▸ GIVEN TASK 1: Using the passage on digging deep below, decide whether each statement agrees with it: (a) the charity paid $25 000 upfront for the drink bottles; (b) OTG paid $25 000 to the freight-forwarding company; (c) the bank let OTG repay the whole amount in monthly instalments. Answer yes or no for each, quoting the words of the passage that decide it.

▸ EXTRACT TO READ:
----

We’ve all had those moments. It’s 4 am and you have an early flight. You have deadlines and you’re feeling unwell. The alarm clock goes off telling you to go to the gym and you simply don’t want to. I see so many amazing people push through, such as single parents I employ continuing to evolve their careers. They dig deep all the time and I respect them so much. Digging deep is never easy. It’s the overseas flight where I’m on the ground for three days, and I’ve got to meet a client and do a presentation and look like I’ve got it all figured out. I’m jet-lagged, have barely slept, and I’ve got to make sure that everything is dialled back home, or I’ve got to handle some problems that occurred while I was flying over. Then I’ve got to get up at what is 2 am for my body clock and have as much energy as I normally would if I’d slept well.

I have countless stories like this, where I’ve had to really dig deep. In OTG’s third year we got an overseas charity as a client who needed 10 000 drink bottles. They transferred $25 000 upfront for the drink bottles, we checked that the funds had cleared and then we began manufacturing. At that time OTG’s cash flow was tight, and it was great to have this order come through to ease the financial stress. The charity sent us the details of a freight-forwarding company they had used often — there’s a lot of freight forwarding in our industry, a lot of one-man operators who you pay and they control the cargo ships, and so on. We transferred $13 000 in freight cost to the freight-forwarding company and shipped the drink bottles. We then got a message from the bank to say that the $25 000 transfer was done with a stolen credit card, and we had to pay it all back immediately. We panicked, looked deeper into the freight-forwarding company and realised it and the charity was a hoax. They had run off with the $13 000 ‘freight’ money. I had to negotiate like crazy with the bank to only pay half of the $25 000 back immediately, and pay the rest back in monthly instalments because now the business was really struggling. Moments like these almost sent us broke, and there have been many more. But it was always the way we looked at them that made the change.

----

Object detection listing
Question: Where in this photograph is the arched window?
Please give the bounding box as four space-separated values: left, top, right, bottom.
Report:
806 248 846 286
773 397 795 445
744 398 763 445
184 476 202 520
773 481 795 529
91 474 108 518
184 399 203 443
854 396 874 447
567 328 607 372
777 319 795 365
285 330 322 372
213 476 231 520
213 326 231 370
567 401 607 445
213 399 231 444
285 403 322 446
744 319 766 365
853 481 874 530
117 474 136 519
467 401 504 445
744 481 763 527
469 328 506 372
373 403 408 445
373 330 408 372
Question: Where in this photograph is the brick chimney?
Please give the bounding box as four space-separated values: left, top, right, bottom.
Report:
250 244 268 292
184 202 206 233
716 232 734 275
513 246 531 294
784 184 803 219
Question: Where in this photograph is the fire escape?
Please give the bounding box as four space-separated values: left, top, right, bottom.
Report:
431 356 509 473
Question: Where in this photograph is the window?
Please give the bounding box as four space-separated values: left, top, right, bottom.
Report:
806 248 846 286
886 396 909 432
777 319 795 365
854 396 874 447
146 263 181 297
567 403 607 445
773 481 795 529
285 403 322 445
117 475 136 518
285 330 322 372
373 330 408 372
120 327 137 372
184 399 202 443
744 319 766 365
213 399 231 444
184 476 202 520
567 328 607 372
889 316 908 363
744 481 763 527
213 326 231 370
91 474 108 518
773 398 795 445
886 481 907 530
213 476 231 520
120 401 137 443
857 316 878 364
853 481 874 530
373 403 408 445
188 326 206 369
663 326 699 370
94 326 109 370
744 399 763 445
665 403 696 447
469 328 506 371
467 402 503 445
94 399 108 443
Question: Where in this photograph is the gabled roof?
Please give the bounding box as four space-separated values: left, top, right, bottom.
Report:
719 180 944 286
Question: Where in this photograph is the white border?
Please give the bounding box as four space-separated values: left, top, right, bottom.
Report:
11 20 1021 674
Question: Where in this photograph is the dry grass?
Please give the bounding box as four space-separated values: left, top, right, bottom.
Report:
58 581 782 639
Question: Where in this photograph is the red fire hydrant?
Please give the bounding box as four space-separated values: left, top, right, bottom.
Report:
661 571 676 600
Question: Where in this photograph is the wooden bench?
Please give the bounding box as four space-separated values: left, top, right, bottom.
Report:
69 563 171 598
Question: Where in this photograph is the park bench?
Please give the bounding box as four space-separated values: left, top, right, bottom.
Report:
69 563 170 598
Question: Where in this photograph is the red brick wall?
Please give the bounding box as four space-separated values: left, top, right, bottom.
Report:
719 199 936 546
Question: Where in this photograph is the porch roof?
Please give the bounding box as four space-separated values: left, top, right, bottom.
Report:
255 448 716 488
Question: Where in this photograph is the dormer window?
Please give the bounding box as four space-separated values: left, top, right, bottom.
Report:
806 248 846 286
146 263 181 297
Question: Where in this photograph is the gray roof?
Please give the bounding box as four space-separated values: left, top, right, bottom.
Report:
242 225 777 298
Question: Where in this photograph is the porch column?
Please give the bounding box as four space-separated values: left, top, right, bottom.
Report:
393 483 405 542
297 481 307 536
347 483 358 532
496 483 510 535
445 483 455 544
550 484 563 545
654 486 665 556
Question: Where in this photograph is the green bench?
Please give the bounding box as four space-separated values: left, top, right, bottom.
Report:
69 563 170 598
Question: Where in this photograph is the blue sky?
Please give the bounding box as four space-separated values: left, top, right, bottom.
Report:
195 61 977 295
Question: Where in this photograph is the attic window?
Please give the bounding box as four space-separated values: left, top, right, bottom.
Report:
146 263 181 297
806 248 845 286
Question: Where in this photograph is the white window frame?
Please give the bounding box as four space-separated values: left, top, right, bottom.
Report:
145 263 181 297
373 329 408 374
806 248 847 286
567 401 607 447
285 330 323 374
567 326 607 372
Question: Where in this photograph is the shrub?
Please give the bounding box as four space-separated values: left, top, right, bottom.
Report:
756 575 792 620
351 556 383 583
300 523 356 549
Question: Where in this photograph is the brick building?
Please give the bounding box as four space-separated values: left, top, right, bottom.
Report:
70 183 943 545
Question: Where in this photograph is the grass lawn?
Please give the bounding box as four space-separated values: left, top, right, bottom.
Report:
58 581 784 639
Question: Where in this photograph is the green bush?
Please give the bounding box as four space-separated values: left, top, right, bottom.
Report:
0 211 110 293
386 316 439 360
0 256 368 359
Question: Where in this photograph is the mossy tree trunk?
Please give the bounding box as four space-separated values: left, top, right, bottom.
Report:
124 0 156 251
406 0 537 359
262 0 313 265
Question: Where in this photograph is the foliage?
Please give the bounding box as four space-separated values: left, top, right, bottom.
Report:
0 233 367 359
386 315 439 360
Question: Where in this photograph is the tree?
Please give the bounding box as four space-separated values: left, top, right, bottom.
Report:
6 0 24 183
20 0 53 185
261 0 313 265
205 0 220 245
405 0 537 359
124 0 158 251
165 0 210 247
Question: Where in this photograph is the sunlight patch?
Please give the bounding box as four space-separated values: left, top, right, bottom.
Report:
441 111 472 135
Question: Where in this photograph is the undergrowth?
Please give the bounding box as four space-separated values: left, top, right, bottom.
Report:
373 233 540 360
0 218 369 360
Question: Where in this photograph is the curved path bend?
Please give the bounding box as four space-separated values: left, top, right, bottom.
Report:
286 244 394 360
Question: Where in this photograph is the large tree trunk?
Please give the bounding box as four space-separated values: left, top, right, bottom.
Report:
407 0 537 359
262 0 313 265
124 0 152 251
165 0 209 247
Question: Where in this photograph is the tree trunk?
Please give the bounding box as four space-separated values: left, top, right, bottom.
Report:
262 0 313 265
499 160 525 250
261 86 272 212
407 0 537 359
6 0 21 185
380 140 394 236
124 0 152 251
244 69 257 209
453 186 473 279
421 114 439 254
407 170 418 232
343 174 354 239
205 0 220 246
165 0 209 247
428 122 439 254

----

▸ GIVEN TASK 2: In the listing above, swap "Report" for "Result" in the lines starting at the one containing "Question: Where in this photograph is the shrub?" and ending at the one containing "0 256 368 359". Return only those lines, with nothing else changed.

▸ EXPECTED OUTPUT 1:
(a) Yes: "They transferred $25 000 upfront for the drink bottles"
(b) No: "We transferred $13 000 in freight cost to the freight-forwarding company"
(c) No: "I had to negotiate like crazy with the bank to only pay half of the $25 000 back immediately, and pay the rest back in monthly instalments"

▸ EXPECTED OUTPUT 2:
Question: Where in this photograph is the shrub?
Please give the bounding box as four space-separated values: left, top, right, bottom.
Result:
756 575 792 620
351 556 383 583
300 523 356 549
Question: Where in this photograph is the brick building?
Please give the bounding box as four space-separated values: left, top, right, bottom.
Result:
70 183 943 545
Question: Where in this photograph is the grass lawn?
Please give the bounding box as four space-separated values: left, top, right, bottom.
Result:
58 581 784 639
Question: Where in this photograph is the green bush?
Please give the bounding box as four space-separated values: left, top, right, bottom.
Result:
0 211 110 293
386 316 439 360
0 256 368 359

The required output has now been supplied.